→ **Document section**:
What is debian-qa and is it eatable?

  QA stands for Quality Assurance and is intended to keep the quality
  of the distribution as high as it should be.  At the moment there is
  no real Quality Assurance for Debian.  This is mainly due to people
  who had initiated QA found themselves burried in other important
  (Debian-related) stuff.

Do we need Quality Assurance?

  With the growing number of developers working on Debian (>500
  registrated developers at the moment) QA is urgently needed.  It is
  very interesting (and usually not the case) that the quality of
  Debian is still that high.  With companies having more than 500
  concurrent developers ... I don't want to think about this...

  Although we have strict rules (Policy) that defines requirements for
  packages there is still missing a "department" which assures that
  every package is packaged well and integrates in the system nicely.

  To be honest, there are still *lots* of packages not using all the
  suggested tools and integration (menu files, dwww files, doc-base
  files, alternatives, proper suggests/recommends, proper priorities
  etc.)

→ **Recorded data**:

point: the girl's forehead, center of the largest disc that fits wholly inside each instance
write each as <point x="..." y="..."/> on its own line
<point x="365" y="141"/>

→ **Problem description**: Write out the part of the Debian QA text that begins with the words containing "Although we have" and ends with "the system nicely.".

→ **Output of the task**:
Although we have strict rules (Policy) that defines requirements for
  packages there is still missing a "department" which assures that
  every package is packaged well and integrates in the system nicely.